§ **YOUR INSTRUCTIONS**
The answer must be one number: how many lines in the data below include the string "wall".

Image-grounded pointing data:
- - - -

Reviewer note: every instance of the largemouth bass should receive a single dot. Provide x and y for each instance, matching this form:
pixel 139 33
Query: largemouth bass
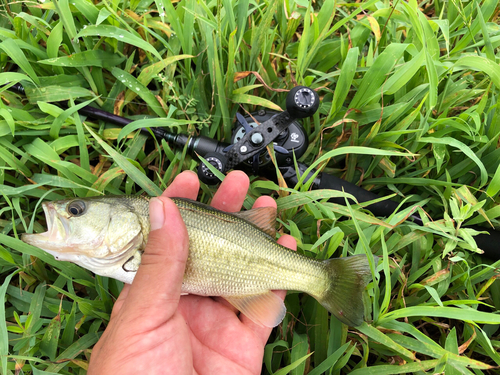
pixel 232 255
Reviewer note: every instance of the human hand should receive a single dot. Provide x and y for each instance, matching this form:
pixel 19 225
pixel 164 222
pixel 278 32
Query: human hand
pixel 154 330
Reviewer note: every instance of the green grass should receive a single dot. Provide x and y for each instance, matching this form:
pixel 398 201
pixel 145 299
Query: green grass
pixel 421 79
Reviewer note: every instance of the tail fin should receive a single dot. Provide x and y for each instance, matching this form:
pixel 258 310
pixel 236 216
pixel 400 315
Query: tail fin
pixel 348 278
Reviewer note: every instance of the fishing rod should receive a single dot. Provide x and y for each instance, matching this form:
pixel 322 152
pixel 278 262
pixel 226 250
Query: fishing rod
pixel 247 151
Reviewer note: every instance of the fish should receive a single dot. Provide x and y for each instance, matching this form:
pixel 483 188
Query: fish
pixel 231 255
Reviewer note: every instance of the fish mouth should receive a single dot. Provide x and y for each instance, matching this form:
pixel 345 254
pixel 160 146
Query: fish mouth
pixel 58 230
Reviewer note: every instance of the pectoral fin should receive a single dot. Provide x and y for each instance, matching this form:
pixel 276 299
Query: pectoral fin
pixel 266 309
pixel 133 263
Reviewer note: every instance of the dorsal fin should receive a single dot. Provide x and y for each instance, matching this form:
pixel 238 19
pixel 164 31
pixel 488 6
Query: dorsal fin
pixel 262 217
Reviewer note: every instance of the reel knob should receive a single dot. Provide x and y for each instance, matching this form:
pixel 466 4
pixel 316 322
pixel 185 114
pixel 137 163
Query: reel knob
pixel 302 102
pixel 205 174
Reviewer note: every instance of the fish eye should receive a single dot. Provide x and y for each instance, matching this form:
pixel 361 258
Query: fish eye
pixel 76 208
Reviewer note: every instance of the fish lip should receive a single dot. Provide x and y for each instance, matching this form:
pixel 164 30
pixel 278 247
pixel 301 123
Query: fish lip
pixel 53 236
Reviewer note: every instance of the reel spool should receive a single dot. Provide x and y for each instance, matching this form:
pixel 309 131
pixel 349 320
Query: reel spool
pixel 292 140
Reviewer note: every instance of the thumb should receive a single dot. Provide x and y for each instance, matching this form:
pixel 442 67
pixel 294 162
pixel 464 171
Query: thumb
pixel 159 278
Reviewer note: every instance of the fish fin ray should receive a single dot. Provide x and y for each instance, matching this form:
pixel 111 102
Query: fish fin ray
pixel 265 309
pixel 348 278
pixel 132 264
pixel 263 217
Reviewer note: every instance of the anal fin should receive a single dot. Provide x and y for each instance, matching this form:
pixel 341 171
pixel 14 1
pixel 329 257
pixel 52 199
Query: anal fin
pixel 265 309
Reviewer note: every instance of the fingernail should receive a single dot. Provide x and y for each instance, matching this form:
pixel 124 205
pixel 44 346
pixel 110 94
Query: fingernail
pixel 156 213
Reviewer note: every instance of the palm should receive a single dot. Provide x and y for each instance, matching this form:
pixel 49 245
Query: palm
pixel 220 338
pixel 191 335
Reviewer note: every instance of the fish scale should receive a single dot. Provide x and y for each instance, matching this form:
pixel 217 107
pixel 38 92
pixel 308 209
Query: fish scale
pixel 231 255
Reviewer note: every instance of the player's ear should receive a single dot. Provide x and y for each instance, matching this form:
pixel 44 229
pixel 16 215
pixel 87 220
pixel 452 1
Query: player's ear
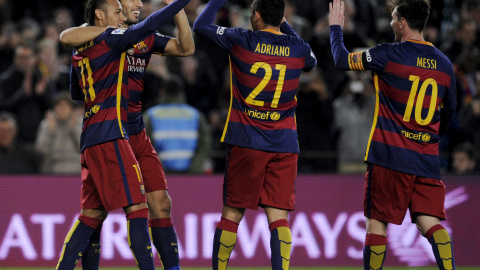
pixel 257 16
pixel 403 23
pixel 99 14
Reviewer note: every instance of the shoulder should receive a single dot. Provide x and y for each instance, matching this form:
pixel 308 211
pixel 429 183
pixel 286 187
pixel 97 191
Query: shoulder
pixel 116 31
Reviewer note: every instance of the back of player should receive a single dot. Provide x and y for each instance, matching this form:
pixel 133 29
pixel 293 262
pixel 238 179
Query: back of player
pixel 415 101
pixel 265 68
pixel 413 79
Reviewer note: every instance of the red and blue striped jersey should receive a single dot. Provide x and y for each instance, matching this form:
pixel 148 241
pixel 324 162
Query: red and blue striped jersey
pixel 414 82
pixel 99 75
pixel 138 58
pixel 265 67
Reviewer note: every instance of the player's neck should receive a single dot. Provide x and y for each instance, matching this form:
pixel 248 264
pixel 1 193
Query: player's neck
pixel 413 35
pixel 269 27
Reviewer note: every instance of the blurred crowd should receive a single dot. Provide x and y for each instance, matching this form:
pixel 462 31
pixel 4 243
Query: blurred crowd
pixel 40 125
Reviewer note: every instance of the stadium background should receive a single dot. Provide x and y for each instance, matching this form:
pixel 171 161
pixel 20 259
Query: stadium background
pixel 328 225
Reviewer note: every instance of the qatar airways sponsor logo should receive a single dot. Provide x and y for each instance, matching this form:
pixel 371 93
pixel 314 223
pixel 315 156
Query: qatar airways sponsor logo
pixel 314 233
pixel 136 64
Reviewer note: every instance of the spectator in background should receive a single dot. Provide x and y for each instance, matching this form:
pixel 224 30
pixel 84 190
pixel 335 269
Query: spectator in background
pixel 58 139
pixel 10 38
pixel 314 117
pixel 56 73
pixel 298 23
pixel 465 75
pixel 469 125
pixel 15 158
pixel 25 92
pixel 154 79
pixel 353 113
pixel 180 133
pixel 465 35
pixel 463 158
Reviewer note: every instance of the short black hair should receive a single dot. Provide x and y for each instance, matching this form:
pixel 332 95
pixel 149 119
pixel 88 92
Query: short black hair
pixel 415 12
pixel 272 11
pixel 90 8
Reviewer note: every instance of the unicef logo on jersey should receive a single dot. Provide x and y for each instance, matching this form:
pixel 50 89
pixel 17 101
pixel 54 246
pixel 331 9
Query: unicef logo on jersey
pixel 426 137
pixel 412 248
pixel 92 111
pixel 274 116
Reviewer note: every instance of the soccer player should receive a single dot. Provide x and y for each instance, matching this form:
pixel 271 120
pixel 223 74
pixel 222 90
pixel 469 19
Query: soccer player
pixel 261 134
pixel 159 202
pixel 111 177
pixel 415 101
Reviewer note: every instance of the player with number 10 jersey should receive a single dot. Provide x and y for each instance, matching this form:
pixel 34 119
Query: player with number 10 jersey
pixel 414 83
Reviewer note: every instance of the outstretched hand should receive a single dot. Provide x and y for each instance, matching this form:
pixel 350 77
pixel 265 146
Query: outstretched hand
pixel 336 13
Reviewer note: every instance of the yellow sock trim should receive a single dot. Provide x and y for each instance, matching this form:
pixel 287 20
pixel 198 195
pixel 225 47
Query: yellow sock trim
pixel 285 237
pixel 227 243
pixel 67 239
pixel 377 253
pixel 444 244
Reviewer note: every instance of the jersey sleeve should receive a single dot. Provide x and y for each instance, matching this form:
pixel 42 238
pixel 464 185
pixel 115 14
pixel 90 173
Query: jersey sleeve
pixel 160 43
pixel 286 28
pixel 75 89
pixel 375 58
pixel 310 59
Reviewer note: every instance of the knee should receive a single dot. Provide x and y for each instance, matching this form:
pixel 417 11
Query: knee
pixel 159 205
pixel 95 213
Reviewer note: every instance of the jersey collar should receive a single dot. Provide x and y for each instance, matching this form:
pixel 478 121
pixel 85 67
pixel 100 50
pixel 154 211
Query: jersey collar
pixel 272 31
pixel 421 42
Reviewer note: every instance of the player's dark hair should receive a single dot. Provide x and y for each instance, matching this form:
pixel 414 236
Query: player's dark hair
pixel 90 8
pixel 415 12
pixel 272 11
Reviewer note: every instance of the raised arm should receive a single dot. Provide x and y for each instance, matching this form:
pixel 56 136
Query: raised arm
pixel 183 45
pixel 140 30
pixel 76 36
pixel 207 17
pixel 336 19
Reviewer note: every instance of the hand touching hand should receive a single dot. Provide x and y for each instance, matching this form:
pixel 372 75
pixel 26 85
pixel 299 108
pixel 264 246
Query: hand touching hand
pixel 336 14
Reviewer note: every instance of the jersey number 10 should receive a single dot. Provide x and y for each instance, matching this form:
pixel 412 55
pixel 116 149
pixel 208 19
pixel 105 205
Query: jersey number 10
pixel 420 98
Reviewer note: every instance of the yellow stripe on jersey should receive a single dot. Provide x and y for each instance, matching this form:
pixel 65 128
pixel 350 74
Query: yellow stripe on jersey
pixel 119 91
pixel 375 116
pixel 355 61
pixel 231 100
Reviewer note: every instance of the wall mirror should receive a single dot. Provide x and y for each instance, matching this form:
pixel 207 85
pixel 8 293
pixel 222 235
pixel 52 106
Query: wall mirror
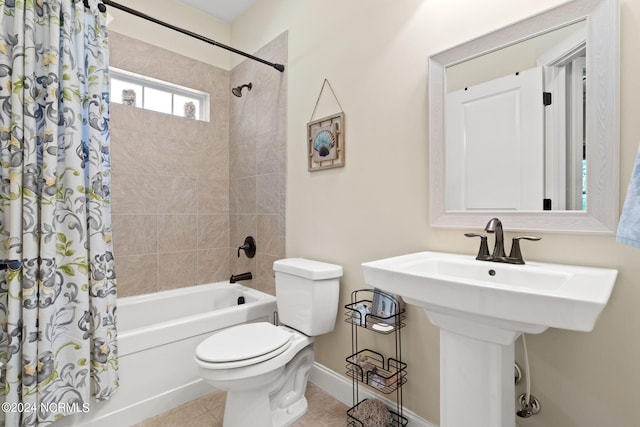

- - - -

§ **EXERCISE RESULT**
2